PROVIDED RECORDS -

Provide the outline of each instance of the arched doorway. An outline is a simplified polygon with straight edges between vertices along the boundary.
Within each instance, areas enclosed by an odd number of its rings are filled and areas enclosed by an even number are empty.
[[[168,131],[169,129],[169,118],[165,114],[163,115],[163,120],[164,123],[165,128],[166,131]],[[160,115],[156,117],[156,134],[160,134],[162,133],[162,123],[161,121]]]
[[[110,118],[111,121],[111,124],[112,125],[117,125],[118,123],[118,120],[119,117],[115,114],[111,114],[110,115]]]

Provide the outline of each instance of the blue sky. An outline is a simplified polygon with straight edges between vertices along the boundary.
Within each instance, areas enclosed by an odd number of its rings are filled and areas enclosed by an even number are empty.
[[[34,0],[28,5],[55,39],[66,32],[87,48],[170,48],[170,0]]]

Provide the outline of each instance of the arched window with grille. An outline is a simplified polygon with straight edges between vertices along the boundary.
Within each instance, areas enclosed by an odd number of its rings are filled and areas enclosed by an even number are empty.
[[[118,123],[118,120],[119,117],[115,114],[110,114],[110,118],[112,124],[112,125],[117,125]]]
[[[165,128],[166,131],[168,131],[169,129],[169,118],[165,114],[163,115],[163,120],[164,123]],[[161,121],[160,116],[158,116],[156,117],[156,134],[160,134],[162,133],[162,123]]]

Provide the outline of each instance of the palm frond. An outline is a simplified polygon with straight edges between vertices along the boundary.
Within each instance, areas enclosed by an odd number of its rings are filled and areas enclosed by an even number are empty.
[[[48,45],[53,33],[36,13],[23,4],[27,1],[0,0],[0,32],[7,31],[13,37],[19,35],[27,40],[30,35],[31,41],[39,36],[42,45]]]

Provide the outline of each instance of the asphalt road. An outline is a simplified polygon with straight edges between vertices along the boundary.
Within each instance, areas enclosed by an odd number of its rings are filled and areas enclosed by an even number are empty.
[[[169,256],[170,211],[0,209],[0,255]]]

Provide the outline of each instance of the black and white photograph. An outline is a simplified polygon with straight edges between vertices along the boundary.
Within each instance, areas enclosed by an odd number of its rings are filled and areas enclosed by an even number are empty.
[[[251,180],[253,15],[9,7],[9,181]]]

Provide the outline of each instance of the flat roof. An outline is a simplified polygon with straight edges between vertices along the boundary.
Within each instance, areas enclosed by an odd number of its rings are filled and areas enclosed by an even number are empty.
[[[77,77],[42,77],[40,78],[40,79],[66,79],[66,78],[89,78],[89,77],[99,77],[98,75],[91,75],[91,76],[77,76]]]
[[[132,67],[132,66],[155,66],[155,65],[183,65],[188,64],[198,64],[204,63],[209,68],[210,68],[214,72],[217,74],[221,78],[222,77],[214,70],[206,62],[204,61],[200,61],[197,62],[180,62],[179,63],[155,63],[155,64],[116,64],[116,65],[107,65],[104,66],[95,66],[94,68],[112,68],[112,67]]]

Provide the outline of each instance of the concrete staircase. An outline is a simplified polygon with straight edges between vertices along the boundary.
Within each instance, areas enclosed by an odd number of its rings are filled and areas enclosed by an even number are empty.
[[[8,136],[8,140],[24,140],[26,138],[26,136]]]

EXERCISE AIM -
Reproduce every line of the listing above, character for character, with nothing changed or left out.

RESPONSE TO THE EXERCISE -
Provide the outline of each instance of the arched doorway. An outline is a simplified polygon with straight edges between vertices along the boundary.
Within each instance, areas enclosed by an odd number of its rings are filled and areas enclosed by an even number are empty.
[[[168,131],[169,129],[169,118],[165,114],[163,115],[163,120],[164,123],[165,128],[166,131]],[[160,115],[156,117],[156,134],[160,134],[162,133],[162,123],[161,121]]]
[[[110,118],[111,121],[111,124],[112,125],[117,125],[118,123],[118,120],[119,117],[115,114],[111,114],[110,115]]]

Provide the outline of each instance of the blue sky. An outline is a simplified polygon with straight edges between vertices along the boundary.
Within each instance, areas enclosed by an odd number of its rings are filled and areas enclosed by an even number are empty.
[[[34,0],[28,5],[55,39],[66,32],[87,48],[170,48],[170,0]]]

Provide the outline of each instance of the arched window with grille. An outline is a simplified polygon with straight edges between vertices along the boundary.
Within each instance, areas enclosed by an odd number of its rings are filled and areas enclosed by an even number are empty.
[[[118,123],[118,120],[119,117],[115,114],[110,114],[110,118],[112,124],[112,125],[117,125]]]
[[[165,128],[166,131],[168,131],[169,129],[169,118],[165,114],[163,115],[163,120],[164,123]],[[161,121],[160,116],[158,116],[156,117],[156,134],[160,134],[162,133],[162,123]]]

Provide the outline of each instance of the palm frond. An outline is a simplified polygon with straight edges between vertices along the boundary.
Within each instance, areas enclosed by an odd number of its rings are filled and areas enclosed by an even number are empty.
[[[48,45],[53,33],[36,13],[23,4],[27,1],[0,0],[0,32],[7,31],[13,37],[19,35],[27,40],[30,35],[31,41],[39,36],[42,45]]]

Provide the outline of each instance of the asphalt road. An outline is a simplified polygon with straight edges between vertices along the boundary.
Within each instance, areas enclosed by an odd number of its rings are filled and areas enclosed by an even number are empty.
[[[169,256],[170,211],[0,209],[0,255]]]

Provide the outline of each instance of the black and white photograph. An outline is a simplified polygon with straight edges between vertices along the boundary.
Within each instance, areas enclosed by an odd number of its rings are filled and areas enclosed by an even number are empty.
[[[251,180],[253,15],[9,7],[9,181]]]

Provide the outline of each instance of the flat roof. An outline is a simplified polygon with straight edges between vertices along the boundary.
Within each instance, areas enclosed by an odd number of its rings are filled and areas enclosed by an even number are empty.
[[[77,77],[42,77],[40,78],[40,79],[66,79],[66,78],[89,78],[89,77],[99,77],[98,75],[91,75],[91,76],[77,76]]]
[[[132,67],[132,66],[155,66],[155,65],[183,65],[188,64],[198,64],[204,63],[209,68],[210,68],[214,72],[217,74],[221,78],[222,77],[214,70],[206,62],[204,61],[200,61],[197,62],[180,62],[179,63],[155,63],[155,64],[116,64],[116,65],[107,65],[104,66],[95,66],[94,68],[112,68],[112,67]]]

Provide the outline of each instance of the concrete staircase. An outline is a simplified polygon with straight edges between vertices along the boundary.
Within each instance, areas enclosed by an odd number of its rings are filled and areas enclosed by an even number are empty.
[[[8,136],[8,140],[24,140],[26,138],[26,136]]]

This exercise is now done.